Problem description
Please swap "hilltop" for "summit" in everything from the line containing "Does the sunlit" down to the line containing "[1535,571,1568,606]", and return only those lines with nothing else changed.

Record extracts
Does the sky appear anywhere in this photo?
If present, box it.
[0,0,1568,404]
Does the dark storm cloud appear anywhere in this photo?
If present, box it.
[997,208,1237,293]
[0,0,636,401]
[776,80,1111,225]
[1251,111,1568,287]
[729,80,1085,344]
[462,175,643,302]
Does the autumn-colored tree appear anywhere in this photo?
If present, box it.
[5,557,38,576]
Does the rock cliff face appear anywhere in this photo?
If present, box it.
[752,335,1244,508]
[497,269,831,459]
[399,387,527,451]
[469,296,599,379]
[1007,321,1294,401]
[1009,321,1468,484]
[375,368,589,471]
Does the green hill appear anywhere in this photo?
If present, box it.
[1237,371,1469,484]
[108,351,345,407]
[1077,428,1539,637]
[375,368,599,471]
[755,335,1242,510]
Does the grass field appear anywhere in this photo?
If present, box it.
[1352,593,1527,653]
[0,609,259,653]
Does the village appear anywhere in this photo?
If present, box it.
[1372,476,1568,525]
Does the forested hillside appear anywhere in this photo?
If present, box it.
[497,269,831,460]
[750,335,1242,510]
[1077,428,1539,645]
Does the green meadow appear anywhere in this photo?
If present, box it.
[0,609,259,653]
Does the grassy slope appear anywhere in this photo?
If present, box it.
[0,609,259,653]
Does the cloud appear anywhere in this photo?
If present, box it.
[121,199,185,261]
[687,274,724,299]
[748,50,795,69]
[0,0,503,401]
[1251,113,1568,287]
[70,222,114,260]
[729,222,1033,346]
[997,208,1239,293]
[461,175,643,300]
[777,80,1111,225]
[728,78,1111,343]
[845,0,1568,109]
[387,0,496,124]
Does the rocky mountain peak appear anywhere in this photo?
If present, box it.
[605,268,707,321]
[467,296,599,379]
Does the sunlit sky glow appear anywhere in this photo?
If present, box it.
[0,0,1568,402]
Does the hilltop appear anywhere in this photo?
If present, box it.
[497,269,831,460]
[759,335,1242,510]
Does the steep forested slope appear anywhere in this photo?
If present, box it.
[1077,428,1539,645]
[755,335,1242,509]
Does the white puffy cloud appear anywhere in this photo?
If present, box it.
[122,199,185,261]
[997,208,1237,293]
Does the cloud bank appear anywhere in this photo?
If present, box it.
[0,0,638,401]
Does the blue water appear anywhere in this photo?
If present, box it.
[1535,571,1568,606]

...

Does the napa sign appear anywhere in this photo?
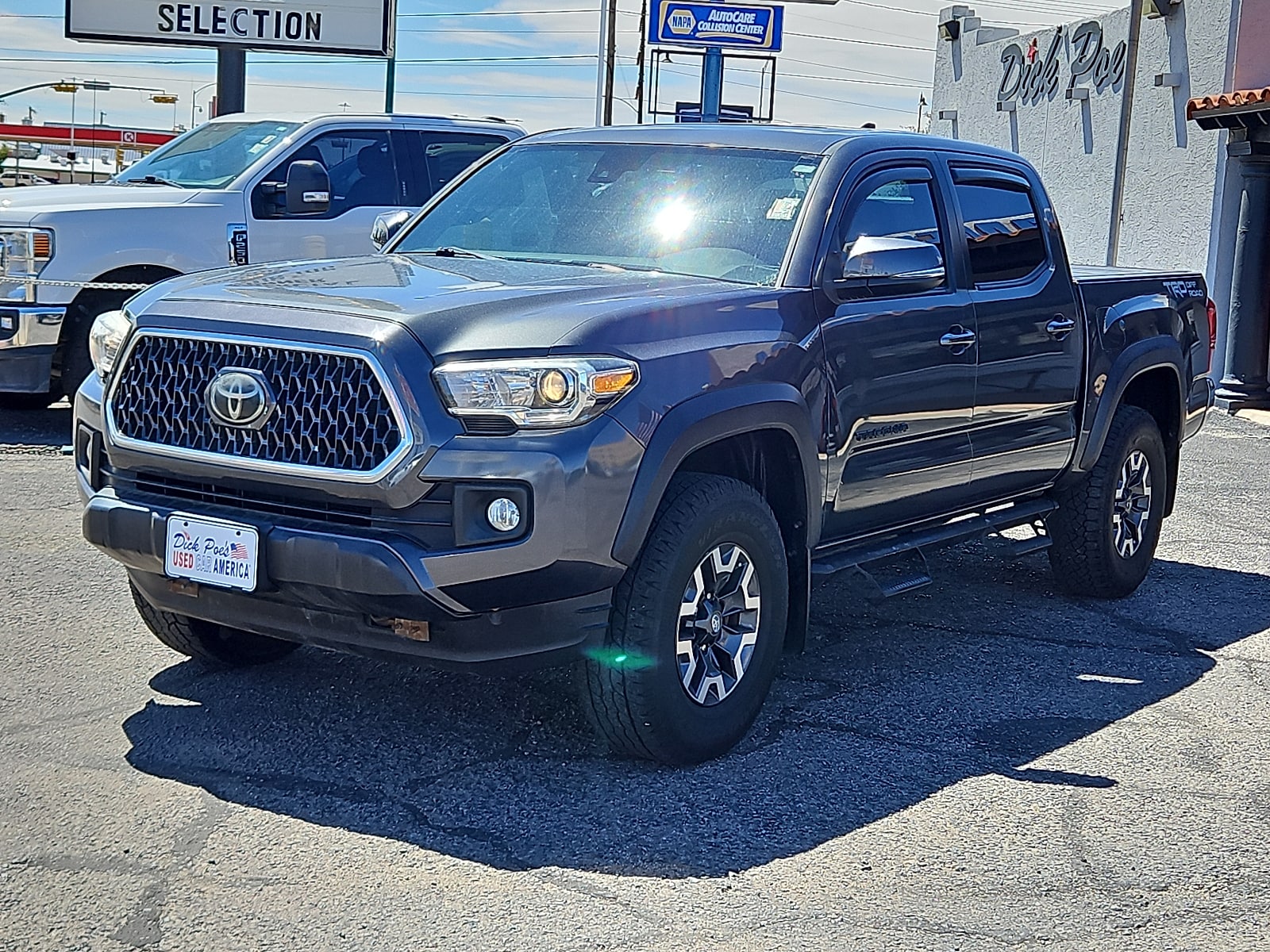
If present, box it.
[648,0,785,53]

Problem solution
Does the sunlit sky glow appear anywhere in this photo?
If present, box it.
[0,0,1568,402]
Does the summit appear anywhere in this photo?
If present, box it.
[497,269,831,460]
[759,335,1242,510]
Does the steep forested slope appear anywhere in this photo?
If present, box it.
[1077,428,1539,645]
[755,335,1242,509]
Does the white puffy cloud appear anywhere in this photo?
If present, box it.
[122,199,185,261]
[997,208,1237,293]
Does the cloud bank appear anywhere in this photo?
If present, box it.
[0,0,638,401]
Does the blue water appear anywhere in this photo?
If present, box it.
[1535,571,1568,606]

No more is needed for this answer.